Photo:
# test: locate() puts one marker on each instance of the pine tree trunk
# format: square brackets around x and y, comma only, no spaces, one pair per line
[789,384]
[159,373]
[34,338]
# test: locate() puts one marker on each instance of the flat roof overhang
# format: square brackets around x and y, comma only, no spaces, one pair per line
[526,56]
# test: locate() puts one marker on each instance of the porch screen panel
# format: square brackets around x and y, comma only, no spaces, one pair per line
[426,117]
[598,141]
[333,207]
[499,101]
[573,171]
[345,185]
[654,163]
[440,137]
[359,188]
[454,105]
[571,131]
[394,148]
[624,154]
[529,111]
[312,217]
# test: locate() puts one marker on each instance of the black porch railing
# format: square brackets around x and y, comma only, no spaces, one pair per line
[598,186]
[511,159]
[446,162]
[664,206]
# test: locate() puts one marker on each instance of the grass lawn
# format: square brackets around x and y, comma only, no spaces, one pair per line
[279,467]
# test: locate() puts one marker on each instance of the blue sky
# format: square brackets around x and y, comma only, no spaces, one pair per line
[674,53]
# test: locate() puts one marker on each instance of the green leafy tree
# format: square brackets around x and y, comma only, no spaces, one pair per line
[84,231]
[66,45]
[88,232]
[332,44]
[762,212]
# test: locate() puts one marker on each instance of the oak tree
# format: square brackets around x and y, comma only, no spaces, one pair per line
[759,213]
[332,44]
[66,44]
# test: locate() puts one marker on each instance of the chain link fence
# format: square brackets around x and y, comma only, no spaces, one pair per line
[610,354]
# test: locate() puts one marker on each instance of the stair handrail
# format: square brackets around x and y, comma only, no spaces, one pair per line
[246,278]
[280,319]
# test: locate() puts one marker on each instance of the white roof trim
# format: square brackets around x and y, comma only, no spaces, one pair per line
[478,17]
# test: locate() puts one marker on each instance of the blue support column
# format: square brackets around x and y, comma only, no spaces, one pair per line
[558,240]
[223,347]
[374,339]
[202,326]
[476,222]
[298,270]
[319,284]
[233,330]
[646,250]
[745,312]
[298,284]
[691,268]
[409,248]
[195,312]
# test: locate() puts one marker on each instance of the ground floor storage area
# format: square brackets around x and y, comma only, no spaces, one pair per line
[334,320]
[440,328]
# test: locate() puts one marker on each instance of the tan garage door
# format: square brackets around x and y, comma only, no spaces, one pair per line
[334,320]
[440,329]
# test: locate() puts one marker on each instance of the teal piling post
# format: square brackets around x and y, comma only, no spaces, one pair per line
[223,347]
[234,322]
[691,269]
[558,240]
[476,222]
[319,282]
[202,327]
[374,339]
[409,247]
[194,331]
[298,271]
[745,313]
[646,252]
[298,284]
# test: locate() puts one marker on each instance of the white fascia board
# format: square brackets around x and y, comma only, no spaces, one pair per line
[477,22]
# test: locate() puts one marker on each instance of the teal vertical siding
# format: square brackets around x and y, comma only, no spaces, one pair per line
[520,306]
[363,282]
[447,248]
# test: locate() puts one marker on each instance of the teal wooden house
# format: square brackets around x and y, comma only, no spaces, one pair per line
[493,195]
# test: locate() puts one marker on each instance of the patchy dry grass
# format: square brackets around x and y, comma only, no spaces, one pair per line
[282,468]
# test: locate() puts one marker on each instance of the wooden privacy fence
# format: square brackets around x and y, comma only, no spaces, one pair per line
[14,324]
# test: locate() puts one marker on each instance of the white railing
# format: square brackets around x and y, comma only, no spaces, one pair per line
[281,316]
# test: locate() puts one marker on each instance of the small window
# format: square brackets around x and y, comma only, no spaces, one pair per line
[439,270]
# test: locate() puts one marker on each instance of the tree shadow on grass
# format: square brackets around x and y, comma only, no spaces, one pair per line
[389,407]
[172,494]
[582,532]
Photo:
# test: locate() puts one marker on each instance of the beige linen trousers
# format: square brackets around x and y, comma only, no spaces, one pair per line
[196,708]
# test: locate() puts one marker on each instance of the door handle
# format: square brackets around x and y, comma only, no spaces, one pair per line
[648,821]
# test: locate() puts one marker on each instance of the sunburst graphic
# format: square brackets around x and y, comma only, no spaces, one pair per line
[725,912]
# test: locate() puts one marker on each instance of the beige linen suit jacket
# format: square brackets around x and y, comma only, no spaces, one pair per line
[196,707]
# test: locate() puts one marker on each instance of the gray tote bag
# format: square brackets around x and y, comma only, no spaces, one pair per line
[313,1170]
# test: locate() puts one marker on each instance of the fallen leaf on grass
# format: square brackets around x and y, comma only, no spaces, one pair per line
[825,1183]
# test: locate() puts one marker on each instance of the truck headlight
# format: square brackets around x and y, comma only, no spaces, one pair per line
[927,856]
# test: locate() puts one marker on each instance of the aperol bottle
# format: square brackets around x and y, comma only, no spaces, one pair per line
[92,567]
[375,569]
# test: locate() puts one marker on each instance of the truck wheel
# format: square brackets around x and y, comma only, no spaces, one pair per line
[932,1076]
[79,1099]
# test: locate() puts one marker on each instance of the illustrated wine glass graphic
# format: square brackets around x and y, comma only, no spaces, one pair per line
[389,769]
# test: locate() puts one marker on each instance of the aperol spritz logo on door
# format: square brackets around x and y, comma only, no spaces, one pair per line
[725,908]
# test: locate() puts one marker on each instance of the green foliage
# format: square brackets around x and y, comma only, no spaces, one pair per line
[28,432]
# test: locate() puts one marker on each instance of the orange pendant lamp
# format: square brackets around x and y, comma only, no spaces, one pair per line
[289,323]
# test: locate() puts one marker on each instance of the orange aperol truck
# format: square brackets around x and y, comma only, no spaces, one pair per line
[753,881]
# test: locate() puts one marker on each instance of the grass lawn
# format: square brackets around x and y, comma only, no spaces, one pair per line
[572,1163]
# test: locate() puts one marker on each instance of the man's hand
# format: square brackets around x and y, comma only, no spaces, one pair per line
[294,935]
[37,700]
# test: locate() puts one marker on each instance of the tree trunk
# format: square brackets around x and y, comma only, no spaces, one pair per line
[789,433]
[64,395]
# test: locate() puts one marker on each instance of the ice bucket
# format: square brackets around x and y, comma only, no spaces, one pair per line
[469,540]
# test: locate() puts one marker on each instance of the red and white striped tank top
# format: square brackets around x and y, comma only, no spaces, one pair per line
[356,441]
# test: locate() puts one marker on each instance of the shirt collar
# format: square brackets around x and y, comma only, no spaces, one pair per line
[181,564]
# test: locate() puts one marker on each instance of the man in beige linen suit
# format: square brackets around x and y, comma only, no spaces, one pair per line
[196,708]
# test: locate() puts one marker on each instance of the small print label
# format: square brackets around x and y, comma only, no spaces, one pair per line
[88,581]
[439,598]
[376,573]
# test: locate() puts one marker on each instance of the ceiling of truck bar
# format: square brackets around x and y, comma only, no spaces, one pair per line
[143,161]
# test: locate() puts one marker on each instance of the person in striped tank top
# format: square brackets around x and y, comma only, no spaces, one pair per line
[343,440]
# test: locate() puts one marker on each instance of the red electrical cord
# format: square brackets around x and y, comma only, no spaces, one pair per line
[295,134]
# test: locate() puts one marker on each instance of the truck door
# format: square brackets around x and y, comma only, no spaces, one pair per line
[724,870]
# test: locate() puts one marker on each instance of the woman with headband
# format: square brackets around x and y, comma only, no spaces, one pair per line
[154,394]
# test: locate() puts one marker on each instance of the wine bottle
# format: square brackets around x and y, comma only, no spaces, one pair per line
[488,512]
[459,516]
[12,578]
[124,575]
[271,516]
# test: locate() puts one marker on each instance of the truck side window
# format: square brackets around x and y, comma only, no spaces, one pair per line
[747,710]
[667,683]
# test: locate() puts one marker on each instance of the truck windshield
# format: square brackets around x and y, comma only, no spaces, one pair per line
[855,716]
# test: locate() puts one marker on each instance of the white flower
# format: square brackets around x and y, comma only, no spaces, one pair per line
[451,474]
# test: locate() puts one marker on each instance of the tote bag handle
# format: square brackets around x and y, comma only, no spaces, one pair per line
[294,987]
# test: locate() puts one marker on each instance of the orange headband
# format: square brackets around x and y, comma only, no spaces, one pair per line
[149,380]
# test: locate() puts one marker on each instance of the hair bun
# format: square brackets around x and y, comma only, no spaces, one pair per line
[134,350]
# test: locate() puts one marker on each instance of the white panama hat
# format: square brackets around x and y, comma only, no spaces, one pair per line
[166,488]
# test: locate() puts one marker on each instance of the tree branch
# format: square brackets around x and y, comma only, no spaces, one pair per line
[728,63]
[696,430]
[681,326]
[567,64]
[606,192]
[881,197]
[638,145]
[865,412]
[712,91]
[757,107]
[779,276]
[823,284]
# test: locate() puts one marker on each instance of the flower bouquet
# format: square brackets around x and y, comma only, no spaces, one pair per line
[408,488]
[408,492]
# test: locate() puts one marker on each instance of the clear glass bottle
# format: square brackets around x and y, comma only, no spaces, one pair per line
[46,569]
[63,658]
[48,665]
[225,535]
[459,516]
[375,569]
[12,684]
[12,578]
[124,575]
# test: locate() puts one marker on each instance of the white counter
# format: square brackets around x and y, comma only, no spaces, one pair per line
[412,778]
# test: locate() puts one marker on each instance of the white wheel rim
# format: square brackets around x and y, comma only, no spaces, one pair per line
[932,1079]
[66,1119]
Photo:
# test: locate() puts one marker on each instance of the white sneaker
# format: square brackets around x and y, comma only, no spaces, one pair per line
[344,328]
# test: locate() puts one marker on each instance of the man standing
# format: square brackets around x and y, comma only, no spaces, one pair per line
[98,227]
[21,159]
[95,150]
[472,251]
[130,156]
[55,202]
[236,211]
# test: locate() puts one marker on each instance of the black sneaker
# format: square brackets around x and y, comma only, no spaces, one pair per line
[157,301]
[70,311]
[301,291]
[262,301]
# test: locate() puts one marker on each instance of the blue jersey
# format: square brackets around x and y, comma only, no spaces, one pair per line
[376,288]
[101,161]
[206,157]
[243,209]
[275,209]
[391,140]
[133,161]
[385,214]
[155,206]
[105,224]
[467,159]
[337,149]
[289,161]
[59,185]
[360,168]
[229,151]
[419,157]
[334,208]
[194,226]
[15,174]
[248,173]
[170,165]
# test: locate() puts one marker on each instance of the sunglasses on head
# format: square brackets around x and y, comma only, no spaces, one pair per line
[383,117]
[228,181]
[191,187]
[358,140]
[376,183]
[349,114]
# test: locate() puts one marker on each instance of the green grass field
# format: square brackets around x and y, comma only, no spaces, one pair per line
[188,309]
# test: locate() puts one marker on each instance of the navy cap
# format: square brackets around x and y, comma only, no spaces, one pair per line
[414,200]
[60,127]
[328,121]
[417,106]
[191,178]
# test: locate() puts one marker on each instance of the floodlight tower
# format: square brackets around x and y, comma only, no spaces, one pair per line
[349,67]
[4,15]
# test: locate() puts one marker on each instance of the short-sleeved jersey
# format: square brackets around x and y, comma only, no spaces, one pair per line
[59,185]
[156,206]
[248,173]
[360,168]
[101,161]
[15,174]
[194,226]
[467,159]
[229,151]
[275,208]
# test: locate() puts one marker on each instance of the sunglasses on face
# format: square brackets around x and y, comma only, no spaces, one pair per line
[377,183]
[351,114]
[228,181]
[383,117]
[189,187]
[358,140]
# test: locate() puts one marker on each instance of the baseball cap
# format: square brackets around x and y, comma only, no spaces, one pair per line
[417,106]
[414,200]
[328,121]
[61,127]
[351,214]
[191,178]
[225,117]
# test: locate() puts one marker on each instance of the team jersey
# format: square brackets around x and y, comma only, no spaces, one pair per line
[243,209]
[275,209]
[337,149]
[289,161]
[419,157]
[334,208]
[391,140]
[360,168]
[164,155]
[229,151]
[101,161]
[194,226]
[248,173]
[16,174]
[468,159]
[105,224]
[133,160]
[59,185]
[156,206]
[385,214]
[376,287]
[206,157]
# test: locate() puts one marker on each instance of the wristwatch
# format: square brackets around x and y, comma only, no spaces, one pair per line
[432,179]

● ● ● ●

▶ **Problem description**
Every line from the one holding "green grass field" through the final line of the listing must be echoed exactly; leave out all other lines.

▶ **Expected answer**
# test: locate() puts one marker on each instance of the green grass field
# format: square brackets around x and y, comma only, no spaces, one pair per line
[188,309]
# test: locate() puts one marker on each instance of the navy cap
# format: square brackets around x and y, comma only, no spaces, one pair per line
[414,200]
[60,127]
[328,121]
[417,106]
[191,178]
# test: locate() puts one marker on each instance of the floodlight tower
# format: square brackets around x and y, comma only, no spaces, one pair per line
[349,67]
[4,15]
# test: locate() puts one marker on each instance of the short-sleeved jersey
# format: square brackets around x and y, comma only, no spaces, one pair per line
[59,185]
[156,206]
[248,173]
[360,168]
[101,161]
[15,174]
[194,226]
[467,159]
[229,151]
[275,208]
# test: locate() puts one marker on each instance of the sunglasses on face
# format: square brackets around x and y, comma only, no spaces, one pair per line
[377,183]
[351,114]
[228,181]
[383,117]
[189,187]
[358,140]
# test: locate() puts one marker on each instance of the baseball cap
# format: square brackets around x and y, comma only, no spaces, one pair per line
[417,106]
[414,200]
[328,121]
[61,127]
[351,214]
[191,178]
[225,117]
# test: locate() puts one marker on each instance of the team jersey
# format: square brackets around x and y, comma only, no spaces, one pair per line
[243,209]
[275,209]
[337,149]
[289,161]
[419,157]
[334,208]
[391,140]
[360,168]
[164,155]
[229,151]
[101,161]
[194,226]
[248,173]
[16,174]
[468,159]
[105,224]
[133,160]
[59,185]
[156,206]
[385,214]
[376,287]
[206,157]
# test: locate() puts one marker on each instance of the wristwatch
# format: square brackets around x and y, comma only, no spaces, one pair per line
[432,179]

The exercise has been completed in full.